BEGIN DATA FOR THE TASK

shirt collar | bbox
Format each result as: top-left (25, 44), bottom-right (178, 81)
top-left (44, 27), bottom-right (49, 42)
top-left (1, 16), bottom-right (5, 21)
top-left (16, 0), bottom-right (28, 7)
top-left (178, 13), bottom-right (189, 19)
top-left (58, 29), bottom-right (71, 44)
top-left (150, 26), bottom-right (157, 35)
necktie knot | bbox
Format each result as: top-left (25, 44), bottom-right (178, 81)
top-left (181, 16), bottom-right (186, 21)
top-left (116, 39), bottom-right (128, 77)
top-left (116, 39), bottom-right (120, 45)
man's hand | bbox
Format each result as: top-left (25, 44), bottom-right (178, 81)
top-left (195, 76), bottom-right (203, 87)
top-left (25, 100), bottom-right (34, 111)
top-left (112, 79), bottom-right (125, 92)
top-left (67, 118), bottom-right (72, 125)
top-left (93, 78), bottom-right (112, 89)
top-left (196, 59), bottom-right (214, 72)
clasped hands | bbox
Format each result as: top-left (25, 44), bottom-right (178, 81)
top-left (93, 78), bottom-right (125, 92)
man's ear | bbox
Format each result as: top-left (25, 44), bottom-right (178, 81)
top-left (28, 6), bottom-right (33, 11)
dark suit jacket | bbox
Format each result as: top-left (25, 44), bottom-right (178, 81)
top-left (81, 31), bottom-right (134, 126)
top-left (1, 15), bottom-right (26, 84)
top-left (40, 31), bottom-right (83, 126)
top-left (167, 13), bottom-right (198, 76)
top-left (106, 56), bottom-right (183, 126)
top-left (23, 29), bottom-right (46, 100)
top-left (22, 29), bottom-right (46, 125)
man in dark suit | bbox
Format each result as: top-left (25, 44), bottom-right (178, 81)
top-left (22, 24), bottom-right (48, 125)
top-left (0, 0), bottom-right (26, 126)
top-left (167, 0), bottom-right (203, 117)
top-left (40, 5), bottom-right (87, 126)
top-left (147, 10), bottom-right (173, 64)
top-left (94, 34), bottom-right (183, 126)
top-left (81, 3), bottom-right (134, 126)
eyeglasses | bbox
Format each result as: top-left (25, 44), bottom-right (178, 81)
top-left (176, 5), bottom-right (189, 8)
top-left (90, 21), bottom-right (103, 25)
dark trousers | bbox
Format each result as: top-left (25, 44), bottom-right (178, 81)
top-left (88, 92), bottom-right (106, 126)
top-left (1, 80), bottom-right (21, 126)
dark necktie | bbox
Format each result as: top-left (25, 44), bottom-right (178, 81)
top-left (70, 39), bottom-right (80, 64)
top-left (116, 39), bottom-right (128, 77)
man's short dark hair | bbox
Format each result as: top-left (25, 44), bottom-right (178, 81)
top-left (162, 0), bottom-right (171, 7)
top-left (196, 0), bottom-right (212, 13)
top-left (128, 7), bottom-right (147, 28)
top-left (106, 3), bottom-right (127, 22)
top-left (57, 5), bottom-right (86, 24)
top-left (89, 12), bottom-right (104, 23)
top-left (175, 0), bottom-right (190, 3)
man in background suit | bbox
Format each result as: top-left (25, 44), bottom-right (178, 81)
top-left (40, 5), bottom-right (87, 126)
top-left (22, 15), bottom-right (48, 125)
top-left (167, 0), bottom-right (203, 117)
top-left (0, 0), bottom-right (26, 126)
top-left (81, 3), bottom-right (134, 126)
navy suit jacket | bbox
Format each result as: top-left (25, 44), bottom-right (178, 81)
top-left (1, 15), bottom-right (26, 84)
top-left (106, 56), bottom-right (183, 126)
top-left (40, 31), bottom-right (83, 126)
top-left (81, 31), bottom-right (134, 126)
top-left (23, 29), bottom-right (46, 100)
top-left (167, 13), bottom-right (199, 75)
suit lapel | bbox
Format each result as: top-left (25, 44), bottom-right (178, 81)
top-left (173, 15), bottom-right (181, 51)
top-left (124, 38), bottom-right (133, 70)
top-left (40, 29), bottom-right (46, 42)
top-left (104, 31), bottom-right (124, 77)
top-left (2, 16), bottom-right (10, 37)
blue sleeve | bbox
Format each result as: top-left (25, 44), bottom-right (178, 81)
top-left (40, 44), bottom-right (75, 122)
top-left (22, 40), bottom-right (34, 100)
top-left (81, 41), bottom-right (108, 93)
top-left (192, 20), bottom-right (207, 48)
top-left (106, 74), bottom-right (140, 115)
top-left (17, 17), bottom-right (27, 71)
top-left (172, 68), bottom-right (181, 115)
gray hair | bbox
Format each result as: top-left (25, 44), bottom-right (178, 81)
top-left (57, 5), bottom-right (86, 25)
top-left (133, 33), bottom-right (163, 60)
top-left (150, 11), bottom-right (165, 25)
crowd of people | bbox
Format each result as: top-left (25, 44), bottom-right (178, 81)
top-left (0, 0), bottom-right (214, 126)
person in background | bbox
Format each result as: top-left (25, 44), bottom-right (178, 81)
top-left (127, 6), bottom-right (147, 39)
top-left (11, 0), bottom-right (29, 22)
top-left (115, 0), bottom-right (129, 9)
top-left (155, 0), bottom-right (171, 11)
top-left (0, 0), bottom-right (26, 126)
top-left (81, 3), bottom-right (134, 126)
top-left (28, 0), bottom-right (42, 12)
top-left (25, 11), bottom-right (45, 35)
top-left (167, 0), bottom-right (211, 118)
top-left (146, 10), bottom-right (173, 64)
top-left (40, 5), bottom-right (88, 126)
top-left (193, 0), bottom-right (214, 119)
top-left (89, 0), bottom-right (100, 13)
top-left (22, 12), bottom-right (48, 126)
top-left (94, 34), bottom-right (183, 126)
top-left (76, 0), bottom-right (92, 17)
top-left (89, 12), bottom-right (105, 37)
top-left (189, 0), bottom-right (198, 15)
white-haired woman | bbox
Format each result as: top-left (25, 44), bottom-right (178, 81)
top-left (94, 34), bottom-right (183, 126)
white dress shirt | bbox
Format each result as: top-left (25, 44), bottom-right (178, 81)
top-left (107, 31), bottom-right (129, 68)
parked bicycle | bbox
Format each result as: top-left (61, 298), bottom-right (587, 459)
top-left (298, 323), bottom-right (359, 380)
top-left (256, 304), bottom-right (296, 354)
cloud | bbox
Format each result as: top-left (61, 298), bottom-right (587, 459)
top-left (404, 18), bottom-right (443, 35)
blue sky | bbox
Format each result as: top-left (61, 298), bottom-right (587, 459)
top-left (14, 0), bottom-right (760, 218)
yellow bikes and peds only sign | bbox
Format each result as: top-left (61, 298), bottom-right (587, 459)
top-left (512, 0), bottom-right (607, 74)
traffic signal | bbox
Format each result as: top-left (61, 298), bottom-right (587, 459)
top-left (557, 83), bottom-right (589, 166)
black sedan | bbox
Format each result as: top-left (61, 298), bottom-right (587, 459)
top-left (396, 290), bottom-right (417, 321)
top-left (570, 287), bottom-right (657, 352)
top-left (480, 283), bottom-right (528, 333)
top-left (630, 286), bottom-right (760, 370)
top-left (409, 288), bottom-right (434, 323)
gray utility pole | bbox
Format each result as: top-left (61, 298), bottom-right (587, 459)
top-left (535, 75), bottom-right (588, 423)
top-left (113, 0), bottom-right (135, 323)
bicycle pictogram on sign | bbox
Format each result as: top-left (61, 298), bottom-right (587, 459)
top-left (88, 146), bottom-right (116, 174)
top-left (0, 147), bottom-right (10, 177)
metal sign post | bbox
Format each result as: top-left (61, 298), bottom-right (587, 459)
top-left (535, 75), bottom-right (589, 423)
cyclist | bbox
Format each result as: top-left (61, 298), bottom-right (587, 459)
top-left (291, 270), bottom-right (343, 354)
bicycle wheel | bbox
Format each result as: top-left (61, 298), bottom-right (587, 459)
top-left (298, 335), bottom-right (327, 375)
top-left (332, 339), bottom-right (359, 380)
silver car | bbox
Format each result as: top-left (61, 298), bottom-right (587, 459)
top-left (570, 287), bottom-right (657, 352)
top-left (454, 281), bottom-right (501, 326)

END DATA FOR THE TASK

GIVEN REQUEST
Give the items above as a JSON list of strings, one per line with blank lines omitted, starting at the first line and continuing through the line that contains "top-left (28, 6), bottom-right (33, 11)".

EXERCISE OUTPUT
[
  "shirt collar | bbox",
  "Format each result as: top-left (25, 44), bottom-right (178, 81)",
  "top-left (44, 27), bottom-right (49, 42)",
  "top-left (1, 16), bottom-right (5, 21)",
  "top-left (16, 0), bottom-right (28, 7)",
  "top-left (178, 13), bottom-right (189, 19)",
  "top-left (58, 29), bottom-right (71, 44)",
  "top-left (150, 26), bottom-right (157, 35)",
  "necktie knot | bbox",
  "Format each result as: top-left (25, 44), bottom-right (178, 81)",
  "top-left (181, 16), bottom-right (186, 21)",
  "top-left (116, 39), bottom-right (128, 77)",
  "top-left (116, 39), bottom-right (120, 45)",
  "man's hand | bbox",
  "Format each result as: top-left (25, 44), bottom-right (178, 81)",
  "top-left (195, 76), bottom-right (203, 87)",
  "top-left (25, 100), bottom-right (34, 111)",
  "top-left (112, 79), bottom-right (125, 92)",
  "top-left (67, 118), bottom-right (72, 125)",
  "top-left (93, 78), bottom-right (112, 89)",
  "top-left (196, 59), bottom-right (214, 72)",
  "clasped hands | bbox",
  "Format each result as: top-left (25, 44), bottom-right (178, 81)",
  "top-left (93, 78), bottom-right (125, 92)",
  "man's ear | bbox",
  "Format each result as: top-left (25, 44), bottom-right (178, 81)",
  "top-left (28, 6), bottom-right (33, 11)"
]